- RECORD LIST
%%
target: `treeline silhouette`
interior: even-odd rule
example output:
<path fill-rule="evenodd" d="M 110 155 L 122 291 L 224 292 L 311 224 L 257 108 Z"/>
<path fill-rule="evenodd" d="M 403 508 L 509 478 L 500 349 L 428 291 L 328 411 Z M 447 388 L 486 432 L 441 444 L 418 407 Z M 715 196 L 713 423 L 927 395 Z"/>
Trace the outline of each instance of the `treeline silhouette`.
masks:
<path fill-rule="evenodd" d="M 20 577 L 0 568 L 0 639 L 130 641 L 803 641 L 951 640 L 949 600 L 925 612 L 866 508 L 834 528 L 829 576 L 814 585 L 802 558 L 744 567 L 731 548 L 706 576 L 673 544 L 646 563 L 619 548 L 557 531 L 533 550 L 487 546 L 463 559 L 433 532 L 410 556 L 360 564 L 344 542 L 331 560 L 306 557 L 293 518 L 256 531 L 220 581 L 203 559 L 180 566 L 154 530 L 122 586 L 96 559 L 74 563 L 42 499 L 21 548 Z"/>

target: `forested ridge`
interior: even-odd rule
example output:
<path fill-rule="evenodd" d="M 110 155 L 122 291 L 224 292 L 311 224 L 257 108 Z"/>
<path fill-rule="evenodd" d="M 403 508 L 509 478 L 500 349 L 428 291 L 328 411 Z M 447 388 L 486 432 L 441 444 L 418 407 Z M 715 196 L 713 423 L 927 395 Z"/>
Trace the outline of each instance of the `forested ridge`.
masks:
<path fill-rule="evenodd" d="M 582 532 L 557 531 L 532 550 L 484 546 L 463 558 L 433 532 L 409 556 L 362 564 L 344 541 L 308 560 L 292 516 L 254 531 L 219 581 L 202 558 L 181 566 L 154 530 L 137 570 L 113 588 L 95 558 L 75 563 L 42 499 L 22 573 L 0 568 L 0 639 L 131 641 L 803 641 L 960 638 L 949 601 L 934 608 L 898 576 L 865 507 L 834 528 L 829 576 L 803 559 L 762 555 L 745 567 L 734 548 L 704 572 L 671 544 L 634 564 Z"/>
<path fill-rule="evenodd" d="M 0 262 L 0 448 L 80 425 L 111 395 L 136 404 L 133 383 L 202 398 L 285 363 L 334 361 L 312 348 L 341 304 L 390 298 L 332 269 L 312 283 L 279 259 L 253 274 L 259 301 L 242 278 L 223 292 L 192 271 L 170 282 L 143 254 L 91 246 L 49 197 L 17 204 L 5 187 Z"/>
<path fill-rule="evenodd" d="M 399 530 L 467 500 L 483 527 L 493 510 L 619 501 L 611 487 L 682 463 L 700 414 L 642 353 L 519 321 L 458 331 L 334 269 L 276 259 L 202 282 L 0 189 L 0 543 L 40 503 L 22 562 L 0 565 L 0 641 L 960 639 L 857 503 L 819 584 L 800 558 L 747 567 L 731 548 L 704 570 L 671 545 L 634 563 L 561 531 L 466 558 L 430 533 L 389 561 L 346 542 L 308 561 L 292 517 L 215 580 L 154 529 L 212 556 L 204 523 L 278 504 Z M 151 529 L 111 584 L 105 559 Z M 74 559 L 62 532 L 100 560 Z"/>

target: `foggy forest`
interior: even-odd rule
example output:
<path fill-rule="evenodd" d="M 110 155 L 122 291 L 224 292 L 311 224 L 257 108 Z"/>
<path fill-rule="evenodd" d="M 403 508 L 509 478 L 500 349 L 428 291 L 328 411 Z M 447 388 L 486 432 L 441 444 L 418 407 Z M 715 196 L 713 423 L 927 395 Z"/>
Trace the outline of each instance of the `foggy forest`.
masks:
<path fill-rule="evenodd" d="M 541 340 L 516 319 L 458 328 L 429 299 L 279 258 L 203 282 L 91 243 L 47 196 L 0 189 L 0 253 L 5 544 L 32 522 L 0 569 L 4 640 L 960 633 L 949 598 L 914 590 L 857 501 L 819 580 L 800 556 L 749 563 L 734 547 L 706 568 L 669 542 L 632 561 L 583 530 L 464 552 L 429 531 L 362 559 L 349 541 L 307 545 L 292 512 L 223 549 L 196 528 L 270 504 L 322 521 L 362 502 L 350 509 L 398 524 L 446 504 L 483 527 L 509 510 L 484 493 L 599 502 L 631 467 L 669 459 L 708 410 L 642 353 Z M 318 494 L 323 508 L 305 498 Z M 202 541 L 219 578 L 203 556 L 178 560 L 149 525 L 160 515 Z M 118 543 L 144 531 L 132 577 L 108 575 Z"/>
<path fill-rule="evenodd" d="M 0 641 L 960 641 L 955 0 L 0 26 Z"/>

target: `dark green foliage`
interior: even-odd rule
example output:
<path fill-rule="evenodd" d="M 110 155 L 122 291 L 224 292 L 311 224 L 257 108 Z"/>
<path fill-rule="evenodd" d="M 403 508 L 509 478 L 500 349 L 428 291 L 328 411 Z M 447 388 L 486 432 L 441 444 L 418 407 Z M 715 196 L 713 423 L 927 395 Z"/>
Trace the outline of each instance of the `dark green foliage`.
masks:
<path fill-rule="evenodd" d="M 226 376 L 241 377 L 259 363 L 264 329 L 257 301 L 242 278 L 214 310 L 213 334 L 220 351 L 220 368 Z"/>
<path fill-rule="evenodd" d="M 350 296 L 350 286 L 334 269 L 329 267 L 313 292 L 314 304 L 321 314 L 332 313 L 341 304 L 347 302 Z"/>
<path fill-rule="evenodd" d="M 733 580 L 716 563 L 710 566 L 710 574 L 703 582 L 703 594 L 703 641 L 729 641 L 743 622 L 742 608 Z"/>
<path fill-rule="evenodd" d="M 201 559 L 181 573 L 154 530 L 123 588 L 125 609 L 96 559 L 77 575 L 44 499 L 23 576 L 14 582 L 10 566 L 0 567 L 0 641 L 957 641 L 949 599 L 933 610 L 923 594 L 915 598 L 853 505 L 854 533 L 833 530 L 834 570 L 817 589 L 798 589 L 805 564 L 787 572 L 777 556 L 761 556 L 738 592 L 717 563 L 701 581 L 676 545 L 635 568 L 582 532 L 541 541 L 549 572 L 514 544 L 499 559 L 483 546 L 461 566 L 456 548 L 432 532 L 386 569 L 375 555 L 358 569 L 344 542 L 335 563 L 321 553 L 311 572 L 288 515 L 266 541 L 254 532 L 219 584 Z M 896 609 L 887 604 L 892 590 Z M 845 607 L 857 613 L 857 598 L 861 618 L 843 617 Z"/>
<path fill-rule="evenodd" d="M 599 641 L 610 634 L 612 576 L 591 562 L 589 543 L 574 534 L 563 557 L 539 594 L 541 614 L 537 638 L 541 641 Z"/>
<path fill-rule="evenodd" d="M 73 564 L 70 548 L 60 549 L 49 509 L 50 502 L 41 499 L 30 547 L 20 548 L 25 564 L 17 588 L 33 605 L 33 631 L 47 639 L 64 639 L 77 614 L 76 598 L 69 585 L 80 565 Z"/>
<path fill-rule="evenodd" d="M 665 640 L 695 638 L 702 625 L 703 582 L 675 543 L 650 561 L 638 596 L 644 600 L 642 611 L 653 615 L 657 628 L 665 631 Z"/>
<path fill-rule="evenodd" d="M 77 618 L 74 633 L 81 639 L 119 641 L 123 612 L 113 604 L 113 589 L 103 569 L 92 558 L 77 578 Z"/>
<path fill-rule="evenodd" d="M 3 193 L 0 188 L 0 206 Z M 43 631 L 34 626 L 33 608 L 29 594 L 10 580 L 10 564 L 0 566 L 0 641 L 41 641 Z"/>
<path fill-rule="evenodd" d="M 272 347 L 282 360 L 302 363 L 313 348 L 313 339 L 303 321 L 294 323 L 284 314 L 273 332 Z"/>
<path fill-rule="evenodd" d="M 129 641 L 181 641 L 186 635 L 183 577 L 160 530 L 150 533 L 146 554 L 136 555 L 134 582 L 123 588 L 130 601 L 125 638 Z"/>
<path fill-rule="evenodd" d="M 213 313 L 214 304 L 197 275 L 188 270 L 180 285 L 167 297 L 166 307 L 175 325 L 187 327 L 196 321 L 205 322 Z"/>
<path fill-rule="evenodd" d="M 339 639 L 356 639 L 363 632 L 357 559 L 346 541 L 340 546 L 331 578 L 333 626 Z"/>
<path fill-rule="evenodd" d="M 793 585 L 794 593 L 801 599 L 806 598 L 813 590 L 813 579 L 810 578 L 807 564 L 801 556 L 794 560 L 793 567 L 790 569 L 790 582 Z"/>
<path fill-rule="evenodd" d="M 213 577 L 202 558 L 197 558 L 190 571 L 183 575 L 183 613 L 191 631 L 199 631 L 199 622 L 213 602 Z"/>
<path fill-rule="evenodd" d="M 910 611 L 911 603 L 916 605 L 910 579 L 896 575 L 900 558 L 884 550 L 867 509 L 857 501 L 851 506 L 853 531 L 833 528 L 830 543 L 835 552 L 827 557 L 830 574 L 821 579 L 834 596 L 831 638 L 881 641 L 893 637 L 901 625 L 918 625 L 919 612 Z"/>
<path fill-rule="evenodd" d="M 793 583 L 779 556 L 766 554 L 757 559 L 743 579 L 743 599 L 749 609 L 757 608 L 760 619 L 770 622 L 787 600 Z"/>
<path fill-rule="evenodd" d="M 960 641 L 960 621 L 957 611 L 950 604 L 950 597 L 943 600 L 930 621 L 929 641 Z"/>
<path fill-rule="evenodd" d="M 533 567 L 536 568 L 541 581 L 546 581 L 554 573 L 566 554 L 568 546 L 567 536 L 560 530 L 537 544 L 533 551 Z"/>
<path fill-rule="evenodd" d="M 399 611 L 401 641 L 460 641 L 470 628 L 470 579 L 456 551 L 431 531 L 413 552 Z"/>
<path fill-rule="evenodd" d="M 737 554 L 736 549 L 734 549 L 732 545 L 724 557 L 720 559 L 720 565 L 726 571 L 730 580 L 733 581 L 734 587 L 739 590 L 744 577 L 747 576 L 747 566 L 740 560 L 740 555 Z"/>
%%
- WHAT TO PRODUCE
Repeat the data above word for word, beginning at its first line and stopping after the line that contains "577 L 0 568".

- TASK SOLUTION
target: `treeline silhouette`
interior: even-odd rule
example output:
<path fill-rule="evenodd" d="M 110 155 L 122 291 L 224 292 L 311 224 L 257 108 Z"/>
<path fill-rule="evenodd" d="M 403 508 L 509 478 L 500 349 L 428 291 L 328 411 Z M 447 388 L 486 432 L 441 444 L 418 407 Z M 715 196 L 713 423 L 927 395 Z"/>
Trace the outline of each instance of the `treeline silhouette`.
masks:
<path fill-rule="evenodd" d="M 20 577 L 0 568 L 0 639 L 130 641 L 803 641 L 951 640 L 949 600 L 925 612 L 866 508 L 834 528 L 829 576 L 814 585 L 802 558 L 744 567 L 731 548 L 706 576 L 673 544 L 646 563 L 619 548 L 557 531 L 533 550 L 487 546 L 463 559 L 433 532 L 410 556 L 360 564 L 344 542 L 331 560 L 306 557 L 293 518 L 256 531 L 220 581 L 203 559 L 180 566 L 154 530 L 122 586 L 96 559 L 74 563 L 42 499 L 21 548 Z"/>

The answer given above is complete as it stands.